3.7 Attention should also be drawn to s. 11 of the 1990 Act which provides for a mechanism whereby secured property of a company in examinership can be sold subject to an entitlement on the part of the security holder to obtain the proceeds of sale (and a top up as determined by the court if the court should view the sale as being at less than market value). Counsel for the Banking Syndicate argued that the scheme contained within s. 11 of the 1990 Act implies an intention that the position of secured creditors is special.
3.8 I am not, however, sure that s. 11 casts much light on the question which I have to answer. However, to the extent that it does, it seems to me that an analysis of s. 11 favours the argument put forward by both the examiner and McInerney rather than that advanced by the Banking Syndicate. If there were no s. 11, then a company in examinership, which required to dispose of an asset which was mortgaged to a bank, would have no means of so doing without the consent of the bank. Section 11 allows the bank concerned to be required to give up its security over the asset provided it receives the value of its security. Admittedly, the bank remains an unsecured creditor for any balance outstanding, but that does not take away from the fact that s. 11, in its terms, permits a bank to be required to give up its security. Given that the bank could not be required to give up its security during the course of an examinership were it not for s. 11, it seems to me that the section does no more than facilitate what may turn out to be a necessary asset sale in circumstances where otherwise the relevant bank would have a veto.
3.9 I am persuaded that the analogy with s. 201, though far from complete, is of some significant assistance. The description of the type of arrangement covered by s. 201 is in similar language to the relevant parts of the 1990 Act save for those aspects of the respective schemes (which have been analysed earlier) which are materially different. If, as the well settled jurisprudence of the courts shows, it is possible to deprive a minority of a class of secured creditors of its security on less than full payment as a result of the adoption of a scheme under s. 201, it seems to me to follow that the use of similar terminology in the 1990 Act implies a jurisdiction to do the same thing provided that the (admittedly different) criteria and circumstances specified in the 1990 Act are met.
3.10 At the end of the day, secured creditors are still creditors. All creditors are required to take pain (and often very significant pain) in cases where a scheme of arrangement under the 1990 Act is approved. There seems to me to be no reason in principle why the terms of the 1990 Act cannot apply equally to secured creditors. It is, of course, the case that in assessing whether a scheme is fair or “unfairly prejudicial” the court must have regard to the secured status of such creditors and the fact that that enhanced status places those creditors in an advantageous position in any alternative scenario such as liquidation or receivership. However, that is an issue going to the merits of a particular scheme rather than an issue which goes to the jurisdiction of the court to approve a scheme which involves the writing down of the debt of a secured creditor.

* [CHALLENGE 1] Write out the listing below line for line, leaving the pictures out.

* [RECORDS FOR THIS EXERCISE]

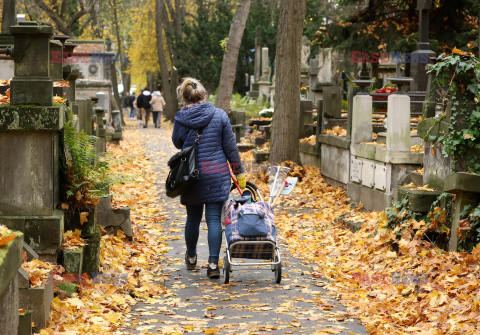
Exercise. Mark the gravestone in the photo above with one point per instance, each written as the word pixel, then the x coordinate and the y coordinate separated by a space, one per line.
pixel 29 145
pixel 423 52
pixel 332 102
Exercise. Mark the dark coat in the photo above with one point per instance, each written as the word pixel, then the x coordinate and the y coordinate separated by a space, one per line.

* [CHALLENGE 2] Rewrite the stretch of the judgment excerpt from "3.9 I am persuaded" through "Act are met.", putting "comparison" in place of "analogy".

* [PROBLEM SOLUTION 1]
Exercise. Mark the gravestone in the photo above with one point per instance, each written as the word pixel, then the x coordinate and the y coordinate separated by a space, one per line.
pixel 29 145
pixel 423 52
pixel 332 102
Exercise. Mark the dark coat in the photo above with one point per instance, each written as the word pixel, then the x coordinate and the y coordinate separated by a space, one per line.

* [PROBLEM SOLUTION 2]
3.9 I am persuaded that the comparison with s. 201, though far from complete, is of some significant assistance. The description of the type of arrangement covered by s. 201 is in similar language to the relevant parts of the 1990 Act save for those aspects of the respective schemes (which have been analysed earlier) which are materially different. If, as the well settled jurisprudence of the courts shows, it is possible to deprive a minority of a class of secured creditors of its security on less than full payment as a result of the adoption of a scheme under s. 201, it seems to me to follow that the use of similar terminology in the 1990 Act implies a jurisdiction to do the same thing provided that the (admittedly different) criteria and circumstances specified in the 1990 Act are met.